TASK TO COMPLETE — Comb through the entries for "range" and pull out each line that holds it.

Dataset records
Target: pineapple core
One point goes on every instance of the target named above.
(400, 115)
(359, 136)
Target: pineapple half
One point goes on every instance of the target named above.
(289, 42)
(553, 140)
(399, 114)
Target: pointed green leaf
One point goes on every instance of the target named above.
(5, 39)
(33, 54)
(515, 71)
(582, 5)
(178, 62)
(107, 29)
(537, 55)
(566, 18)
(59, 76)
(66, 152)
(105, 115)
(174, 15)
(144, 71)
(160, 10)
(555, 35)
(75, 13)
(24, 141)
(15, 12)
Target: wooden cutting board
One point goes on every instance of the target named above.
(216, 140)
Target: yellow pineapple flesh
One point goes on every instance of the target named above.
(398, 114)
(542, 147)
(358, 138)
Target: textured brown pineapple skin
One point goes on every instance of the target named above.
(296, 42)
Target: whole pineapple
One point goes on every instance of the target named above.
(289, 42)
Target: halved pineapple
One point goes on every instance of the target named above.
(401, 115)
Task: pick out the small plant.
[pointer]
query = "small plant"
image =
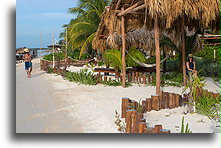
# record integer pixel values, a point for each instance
(50, 70)
(82, 77)
(119, 123)
(185, 130)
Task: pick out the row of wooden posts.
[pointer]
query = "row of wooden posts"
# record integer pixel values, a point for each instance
(135, 123)
(135, 77)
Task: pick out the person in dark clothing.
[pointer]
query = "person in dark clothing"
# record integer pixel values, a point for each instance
(191, 66)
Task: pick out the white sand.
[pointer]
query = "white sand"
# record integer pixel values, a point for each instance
(94, 106)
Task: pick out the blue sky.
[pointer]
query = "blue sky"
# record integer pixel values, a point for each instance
(34, 16)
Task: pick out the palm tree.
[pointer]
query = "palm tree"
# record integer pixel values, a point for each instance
(82, 29)
(191, 45)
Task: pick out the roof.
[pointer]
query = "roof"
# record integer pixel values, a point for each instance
(197, 15)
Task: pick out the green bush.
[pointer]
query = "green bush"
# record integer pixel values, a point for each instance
(57, 56)
(82, 77)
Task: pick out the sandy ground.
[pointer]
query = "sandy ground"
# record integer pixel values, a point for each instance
(38, 109)
(92, 108)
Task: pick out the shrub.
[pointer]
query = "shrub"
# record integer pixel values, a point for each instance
(82, 77)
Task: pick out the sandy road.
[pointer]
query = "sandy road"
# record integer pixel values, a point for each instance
(38, 109)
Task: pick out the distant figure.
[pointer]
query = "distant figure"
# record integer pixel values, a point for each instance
(191, 67)
(28, 64)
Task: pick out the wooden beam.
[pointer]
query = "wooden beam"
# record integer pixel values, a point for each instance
(157, 45)
(130, 8)
(118, 4)
(138, 8)
(123, 51)
(183, 51)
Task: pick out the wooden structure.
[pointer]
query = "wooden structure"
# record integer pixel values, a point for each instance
(173, 17)
(135, 123)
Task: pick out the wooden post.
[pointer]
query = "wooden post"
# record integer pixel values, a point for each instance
(129, 77)
(128, 121)
(133, 77)
(147, 130)
(155, 102)
(157, 45)
(158, 128)
(140, 76)
(165, 131)
(177, 100)
(144, 79)
(105, 78)
(144, 103)
(125, 102)
(148, 78)
(142, 125)
(137, 75)
(171, 100)
(162, 100)
(183, 51)
(134, 121)
(123, 50)
(148, 104)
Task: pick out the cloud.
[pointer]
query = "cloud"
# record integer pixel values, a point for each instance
(56, 15)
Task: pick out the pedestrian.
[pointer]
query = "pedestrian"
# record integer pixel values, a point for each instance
(28, 64)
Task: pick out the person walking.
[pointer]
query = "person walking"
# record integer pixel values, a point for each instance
(28, 64)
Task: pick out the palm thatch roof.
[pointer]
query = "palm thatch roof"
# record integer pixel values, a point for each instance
(198, 14)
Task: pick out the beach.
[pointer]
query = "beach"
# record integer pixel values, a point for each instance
(61, 106)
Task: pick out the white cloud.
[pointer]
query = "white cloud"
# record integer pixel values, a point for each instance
(56, 15)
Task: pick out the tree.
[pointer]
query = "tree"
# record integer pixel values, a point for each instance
(82, 29)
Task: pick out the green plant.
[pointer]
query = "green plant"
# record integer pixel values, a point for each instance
(50, 70)
(113, 58)
(82, 77)
(185, 130)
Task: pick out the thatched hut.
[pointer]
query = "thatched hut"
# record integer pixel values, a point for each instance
(140, 23)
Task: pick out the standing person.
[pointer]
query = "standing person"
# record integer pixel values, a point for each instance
(191, 67)
(28, 64)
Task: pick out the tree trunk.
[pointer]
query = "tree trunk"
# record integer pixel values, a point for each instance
(183, 52)
(157, 44)
(123, 51)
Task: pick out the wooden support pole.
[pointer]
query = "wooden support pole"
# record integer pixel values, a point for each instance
(155, 102)
(148, 105)
(134, 122)
(147, 130)
(123, 50)
(128, 121)
(158, 128)
(105, 78)
(123, 12)
(177, 100)
(118, 4)
(133, 77)
(125, 103)
(162, 101)
(157, 45)
(144, 103)
(183, 51)
(137, 75)
(142, 125)
(144, 79)
(165, 131)
(148, 78)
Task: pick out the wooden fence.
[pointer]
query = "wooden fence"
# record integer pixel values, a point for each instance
(135, 77)
(135, 123)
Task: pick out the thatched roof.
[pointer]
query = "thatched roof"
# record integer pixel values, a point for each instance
(199, 14)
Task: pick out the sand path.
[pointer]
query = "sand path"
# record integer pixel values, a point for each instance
(38, 109)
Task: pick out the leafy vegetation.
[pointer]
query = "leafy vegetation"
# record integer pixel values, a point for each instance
(185, 129)
(113, 58)
(81, 30)
(83, 77)
(205, 105)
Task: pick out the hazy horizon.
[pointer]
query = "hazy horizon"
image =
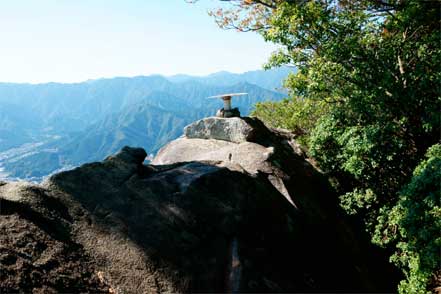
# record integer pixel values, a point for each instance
(136, 76)
(69, 42)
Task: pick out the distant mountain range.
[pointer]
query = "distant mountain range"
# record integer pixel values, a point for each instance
(53, 126)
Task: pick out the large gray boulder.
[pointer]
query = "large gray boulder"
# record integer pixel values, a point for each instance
(232, 129)
(120, 226)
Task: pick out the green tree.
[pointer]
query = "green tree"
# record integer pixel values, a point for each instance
(366, 95)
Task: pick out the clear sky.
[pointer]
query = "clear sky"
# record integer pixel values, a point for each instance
(76, 40)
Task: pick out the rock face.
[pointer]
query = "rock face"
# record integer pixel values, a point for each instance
(212, 219)
(233, 129)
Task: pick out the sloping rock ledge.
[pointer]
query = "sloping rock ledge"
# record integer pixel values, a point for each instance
(248, 215)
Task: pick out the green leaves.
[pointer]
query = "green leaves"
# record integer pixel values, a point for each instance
(365, 101)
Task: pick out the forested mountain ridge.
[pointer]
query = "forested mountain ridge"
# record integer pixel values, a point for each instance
(47, 127)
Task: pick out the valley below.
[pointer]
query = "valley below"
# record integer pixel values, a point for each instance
(48, 128)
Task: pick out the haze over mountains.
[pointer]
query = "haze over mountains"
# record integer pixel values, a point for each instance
(53, 126)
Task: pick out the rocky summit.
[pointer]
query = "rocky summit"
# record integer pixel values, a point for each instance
(231, 206)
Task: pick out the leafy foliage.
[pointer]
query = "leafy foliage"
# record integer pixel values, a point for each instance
(367, 92)
(414, 225)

COMPLETED EXERCISE —
Task: pick out the distant mountain range.
query = "distant mountain range"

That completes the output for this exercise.